● **Record list**:

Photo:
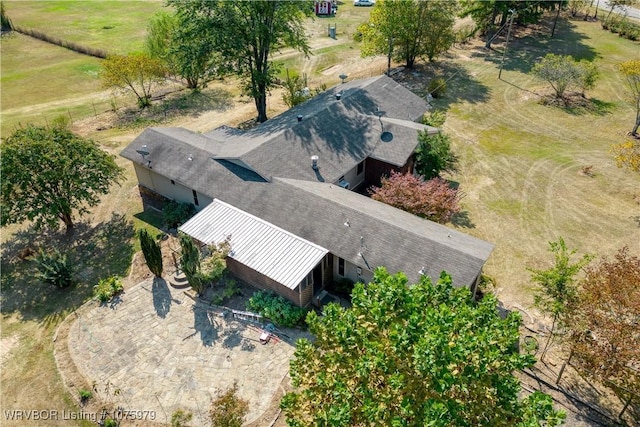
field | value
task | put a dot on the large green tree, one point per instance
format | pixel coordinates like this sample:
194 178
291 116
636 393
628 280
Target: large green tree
416 355
136 73
245 32
557 287
434 155
185 47
408 30
490 16
631 72
563 72
50 173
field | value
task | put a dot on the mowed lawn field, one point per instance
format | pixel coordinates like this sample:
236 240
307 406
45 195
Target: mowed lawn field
520 161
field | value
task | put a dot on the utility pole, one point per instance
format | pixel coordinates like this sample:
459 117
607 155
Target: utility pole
506 45
390 53
555 22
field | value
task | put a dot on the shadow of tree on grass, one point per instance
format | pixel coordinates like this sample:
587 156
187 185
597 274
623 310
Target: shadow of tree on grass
530 44
96 252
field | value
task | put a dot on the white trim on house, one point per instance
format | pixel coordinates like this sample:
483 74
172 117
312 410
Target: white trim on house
256 243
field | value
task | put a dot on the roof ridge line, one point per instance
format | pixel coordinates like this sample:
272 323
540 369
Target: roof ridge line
263 221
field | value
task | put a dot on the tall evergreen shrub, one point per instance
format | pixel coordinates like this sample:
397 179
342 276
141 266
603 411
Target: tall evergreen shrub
151 251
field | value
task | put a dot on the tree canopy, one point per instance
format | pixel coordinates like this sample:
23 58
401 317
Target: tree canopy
136 73
435 199
434 155
425 354
631 72
563 72
605 321
244 32
489 13
408 30
557 287
185 47
48 173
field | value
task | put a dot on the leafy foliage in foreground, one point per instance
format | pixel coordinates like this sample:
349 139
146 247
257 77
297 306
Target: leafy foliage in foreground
557 289
151 251
434 155
108 288
228 410
136 73
54 268
563 72
609 309
276 308
48 173
434 199
174 214
631 72
412 355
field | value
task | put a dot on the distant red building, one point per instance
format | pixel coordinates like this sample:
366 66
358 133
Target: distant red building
326 7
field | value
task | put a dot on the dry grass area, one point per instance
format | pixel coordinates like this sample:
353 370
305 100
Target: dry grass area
521 168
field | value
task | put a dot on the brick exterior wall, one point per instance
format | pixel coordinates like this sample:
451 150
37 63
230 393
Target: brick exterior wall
375 169
262 282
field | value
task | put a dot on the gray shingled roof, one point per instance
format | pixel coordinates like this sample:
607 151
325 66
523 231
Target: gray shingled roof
392 238
342 133
174 154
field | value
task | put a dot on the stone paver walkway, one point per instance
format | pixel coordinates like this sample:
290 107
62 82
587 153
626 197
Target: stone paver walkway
163 351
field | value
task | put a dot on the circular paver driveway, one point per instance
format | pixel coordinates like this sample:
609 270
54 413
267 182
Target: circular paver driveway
163 351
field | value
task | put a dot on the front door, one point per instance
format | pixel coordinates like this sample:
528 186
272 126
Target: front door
317 279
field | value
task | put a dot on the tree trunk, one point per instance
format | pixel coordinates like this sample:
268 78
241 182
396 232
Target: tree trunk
410 63
261 106
68 222
636 126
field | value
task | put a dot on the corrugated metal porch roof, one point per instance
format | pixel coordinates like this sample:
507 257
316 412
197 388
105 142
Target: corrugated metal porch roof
258 244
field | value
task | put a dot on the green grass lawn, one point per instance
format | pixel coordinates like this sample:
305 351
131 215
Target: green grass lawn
115 26
521 161
31 88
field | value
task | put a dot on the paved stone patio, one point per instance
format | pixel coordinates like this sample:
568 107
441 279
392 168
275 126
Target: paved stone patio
162 351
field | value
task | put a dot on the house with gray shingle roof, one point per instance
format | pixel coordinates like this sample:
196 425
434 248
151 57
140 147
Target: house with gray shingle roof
281 192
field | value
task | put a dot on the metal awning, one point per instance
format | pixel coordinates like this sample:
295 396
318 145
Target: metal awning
258 244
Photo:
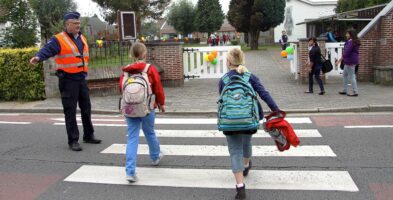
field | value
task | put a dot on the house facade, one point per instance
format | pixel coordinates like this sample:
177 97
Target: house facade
297 11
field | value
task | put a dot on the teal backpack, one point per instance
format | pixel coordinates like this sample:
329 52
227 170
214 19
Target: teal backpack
238 104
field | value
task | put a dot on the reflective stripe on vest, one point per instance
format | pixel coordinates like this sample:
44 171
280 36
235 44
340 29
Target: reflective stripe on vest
69 59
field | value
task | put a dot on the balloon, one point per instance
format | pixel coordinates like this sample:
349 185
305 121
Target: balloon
215 61
211 57
289 50
206 57
284 54
214 53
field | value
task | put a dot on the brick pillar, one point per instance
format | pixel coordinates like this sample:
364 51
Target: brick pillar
303 58
168 56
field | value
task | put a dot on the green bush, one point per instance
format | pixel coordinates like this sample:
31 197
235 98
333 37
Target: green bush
18 79
235 42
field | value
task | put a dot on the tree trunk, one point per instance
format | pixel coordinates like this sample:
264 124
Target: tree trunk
254 39
246 38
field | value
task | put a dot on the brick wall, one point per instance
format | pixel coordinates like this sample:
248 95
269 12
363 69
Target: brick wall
169 57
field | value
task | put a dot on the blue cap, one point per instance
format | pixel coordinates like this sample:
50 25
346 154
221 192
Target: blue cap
71 15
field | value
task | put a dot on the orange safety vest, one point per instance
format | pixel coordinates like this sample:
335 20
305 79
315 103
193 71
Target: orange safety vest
69 59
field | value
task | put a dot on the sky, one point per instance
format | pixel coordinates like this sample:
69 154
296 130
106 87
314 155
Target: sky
89 8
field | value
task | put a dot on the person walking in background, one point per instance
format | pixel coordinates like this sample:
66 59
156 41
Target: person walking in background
284 40
350 58
71 53
330 35
239 142
314 65
139 52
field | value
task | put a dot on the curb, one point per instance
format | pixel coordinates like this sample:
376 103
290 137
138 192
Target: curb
368 108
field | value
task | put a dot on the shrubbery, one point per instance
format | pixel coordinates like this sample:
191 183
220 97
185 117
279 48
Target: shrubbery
18 79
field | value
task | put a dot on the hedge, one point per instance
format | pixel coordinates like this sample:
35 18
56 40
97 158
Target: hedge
18 79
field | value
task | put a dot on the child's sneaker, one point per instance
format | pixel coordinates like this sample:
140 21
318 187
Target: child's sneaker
131 179
241 192
247 169
157 162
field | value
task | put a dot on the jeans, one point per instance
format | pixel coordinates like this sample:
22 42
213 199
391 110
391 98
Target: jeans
134 125
315 72
239 147
349 76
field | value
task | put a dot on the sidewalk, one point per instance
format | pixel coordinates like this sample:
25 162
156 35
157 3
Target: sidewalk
200 96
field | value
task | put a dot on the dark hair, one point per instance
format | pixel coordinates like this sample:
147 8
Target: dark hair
314 39
354 36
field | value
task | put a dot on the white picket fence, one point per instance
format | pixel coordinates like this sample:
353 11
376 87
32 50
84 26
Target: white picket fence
334 52
196 67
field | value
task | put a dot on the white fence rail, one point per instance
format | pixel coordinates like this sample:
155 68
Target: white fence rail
196 67
295 62
334 52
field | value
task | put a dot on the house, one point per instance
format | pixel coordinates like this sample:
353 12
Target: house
96 29
340 22
297 11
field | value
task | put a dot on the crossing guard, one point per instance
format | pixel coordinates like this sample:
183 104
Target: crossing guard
71 52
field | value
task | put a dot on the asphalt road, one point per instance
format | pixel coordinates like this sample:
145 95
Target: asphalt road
35 161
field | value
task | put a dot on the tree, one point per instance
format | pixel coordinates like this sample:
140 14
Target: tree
238 15
181 16
149 29
261 15
51 22
348 5
209 16
23 30
143 8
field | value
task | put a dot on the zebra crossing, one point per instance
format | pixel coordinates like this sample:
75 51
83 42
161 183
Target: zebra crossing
310 180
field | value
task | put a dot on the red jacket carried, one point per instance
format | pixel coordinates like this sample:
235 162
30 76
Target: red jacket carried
276 121
154 79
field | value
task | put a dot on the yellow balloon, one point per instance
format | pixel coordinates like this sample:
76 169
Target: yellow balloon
206 57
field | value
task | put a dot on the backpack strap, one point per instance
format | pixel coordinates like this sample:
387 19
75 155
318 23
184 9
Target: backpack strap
246 77
225 79
147 67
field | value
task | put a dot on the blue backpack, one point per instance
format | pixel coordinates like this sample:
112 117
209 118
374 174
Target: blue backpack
238 104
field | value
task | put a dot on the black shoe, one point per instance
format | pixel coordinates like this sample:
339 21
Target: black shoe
241 192
247 169
75 146
92 141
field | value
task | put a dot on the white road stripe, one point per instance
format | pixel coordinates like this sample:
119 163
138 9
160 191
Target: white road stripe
291 120
312 133
373 126
94 124
213 150
302 133
17 123
217 178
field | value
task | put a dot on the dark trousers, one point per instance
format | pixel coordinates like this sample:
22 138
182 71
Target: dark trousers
284 46
72 92
315 73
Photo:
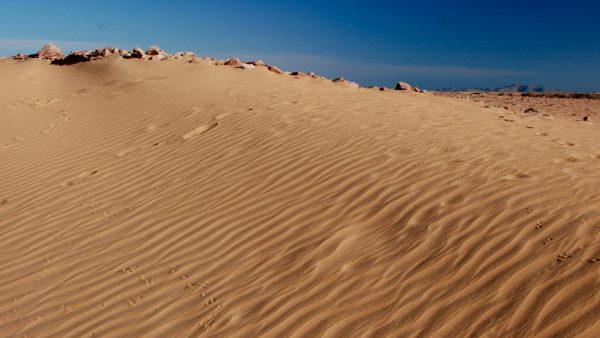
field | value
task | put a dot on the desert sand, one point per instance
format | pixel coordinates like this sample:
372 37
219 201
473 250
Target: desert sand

● **Given exercise**: Count how many lines in the records above contain the string "crossing". Give only that number.

● **Exercise solution**: 4